● WORK INSTRUCTION: Whenever the word "child" appears in a line of the data below, copy that line.

● SOURCE INFORMATION:
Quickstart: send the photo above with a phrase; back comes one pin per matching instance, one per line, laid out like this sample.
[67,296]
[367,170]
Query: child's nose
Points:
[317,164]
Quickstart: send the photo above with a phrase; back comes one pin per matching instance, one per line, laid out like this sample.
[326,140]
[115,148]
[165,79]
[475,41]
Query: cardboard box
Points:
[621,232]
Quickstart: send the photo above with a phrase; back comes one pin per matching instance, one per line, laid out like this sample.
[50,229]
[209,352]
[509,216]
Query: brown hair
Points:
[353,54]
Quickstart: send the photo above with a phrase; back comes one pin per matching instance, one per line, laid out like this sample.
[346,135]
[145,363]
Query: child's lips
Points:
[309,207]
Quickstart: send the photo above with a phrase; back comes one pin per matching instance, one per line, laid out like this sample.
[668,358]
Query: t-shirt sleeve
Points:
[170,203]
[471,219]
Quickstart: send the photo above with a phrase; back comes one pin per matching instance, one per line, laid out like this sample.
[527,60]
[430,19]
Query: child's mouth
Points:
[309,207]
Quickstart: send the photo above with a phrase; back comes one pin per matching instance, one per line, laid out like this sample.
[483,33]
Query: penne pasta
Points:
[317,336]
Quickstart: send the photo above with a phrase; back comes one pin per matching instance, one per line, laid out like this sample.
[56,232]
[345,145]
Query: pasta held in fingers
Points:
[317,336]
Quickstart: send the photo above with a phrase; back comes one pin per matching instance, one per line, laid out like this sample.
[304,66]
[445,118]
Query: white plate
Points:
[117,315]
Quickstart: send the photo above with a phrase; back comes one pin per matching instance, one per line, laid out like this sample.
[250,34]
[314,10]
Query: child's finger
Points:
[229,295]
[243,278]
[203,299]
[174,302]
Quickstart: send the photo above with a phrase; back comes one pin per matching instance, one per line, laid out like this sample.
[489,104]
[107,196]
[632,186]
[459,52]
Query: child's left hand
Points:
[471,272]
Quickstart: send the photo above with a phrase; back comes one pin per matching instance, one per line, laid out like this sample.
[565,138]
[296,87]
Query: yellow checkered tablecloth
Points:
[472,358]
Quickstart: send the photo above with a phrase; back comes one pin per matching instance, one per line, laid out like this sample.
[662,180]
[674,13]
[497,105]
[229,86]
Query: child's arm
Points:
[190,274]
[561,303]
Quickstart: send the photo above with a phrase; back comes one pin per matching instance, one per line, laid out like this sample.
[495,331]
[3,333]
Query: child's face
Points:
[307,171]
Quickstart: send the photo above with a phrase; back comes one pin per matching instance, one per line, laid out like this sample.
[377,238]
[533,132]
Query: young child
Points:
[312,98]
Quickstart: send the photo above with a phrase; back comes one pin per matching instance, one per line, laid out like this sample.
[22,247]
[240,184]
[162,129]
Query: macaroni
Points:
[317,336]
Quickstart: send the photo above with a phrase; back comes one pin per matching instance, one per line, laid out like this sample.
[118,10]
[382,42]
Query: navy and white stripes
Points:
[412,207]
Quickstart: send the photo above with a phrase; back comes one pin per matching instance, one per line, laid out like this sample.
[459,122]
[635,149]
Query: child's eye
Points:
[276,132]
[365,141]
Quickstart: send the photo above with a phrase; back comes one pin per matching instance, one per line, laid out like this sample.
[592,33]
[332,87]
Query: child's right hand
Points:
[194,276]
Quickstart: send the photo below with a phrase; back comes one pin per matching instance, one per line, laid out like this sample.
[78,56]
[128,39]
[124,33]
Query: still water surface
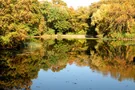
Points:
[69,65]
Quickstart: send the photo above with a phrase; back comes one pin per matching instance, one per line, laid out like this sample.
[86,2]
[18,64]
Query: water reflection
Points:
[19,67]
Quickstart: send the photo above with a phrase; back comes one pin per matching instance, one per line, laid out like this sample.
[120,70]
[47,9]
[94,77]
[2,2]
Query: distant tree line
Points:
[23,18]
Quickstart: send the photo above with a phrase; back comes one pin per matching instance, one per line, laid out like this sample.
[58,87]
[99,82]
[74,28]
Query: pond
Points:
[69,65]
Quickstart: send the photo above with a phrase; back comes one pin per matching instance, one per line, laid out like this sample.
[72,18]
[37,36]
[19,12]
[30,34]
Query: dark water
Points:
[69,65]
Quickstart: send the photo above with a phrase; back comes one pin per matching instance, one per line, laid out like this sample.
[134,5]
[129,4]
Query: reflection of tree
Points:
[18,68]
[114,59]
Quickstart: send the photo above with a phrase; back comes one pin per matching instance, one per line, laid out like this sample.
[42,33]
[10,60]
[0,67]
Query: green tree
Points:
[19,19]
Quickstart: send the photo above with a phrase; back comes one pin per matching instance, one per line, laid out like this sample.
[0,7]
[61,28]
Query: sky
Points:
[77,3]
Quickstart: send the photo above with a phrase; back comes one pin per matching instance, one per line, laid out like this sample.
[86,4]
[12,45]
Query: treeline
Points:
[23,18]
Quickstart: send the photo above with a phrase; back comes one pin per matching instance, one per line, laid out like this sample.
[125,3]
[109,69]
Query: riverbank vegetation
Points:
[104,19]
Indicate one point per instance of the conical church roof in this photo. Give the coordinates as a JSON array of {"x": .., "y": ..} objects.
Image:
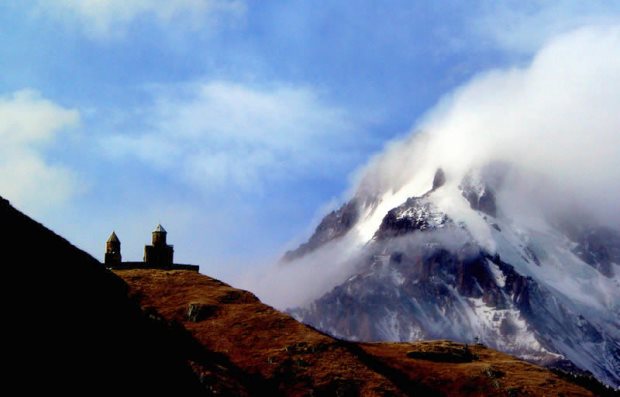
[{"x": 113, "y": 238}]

● SOLUTION TO THE EXERCISE:
Query: child's nose
Query: child's lips
Query: child's mouth
Query: child's finger
Query: child's left hand
Query: child's arm
Query: child's face
Query: young child
Query: child's eye
Query: child's right hand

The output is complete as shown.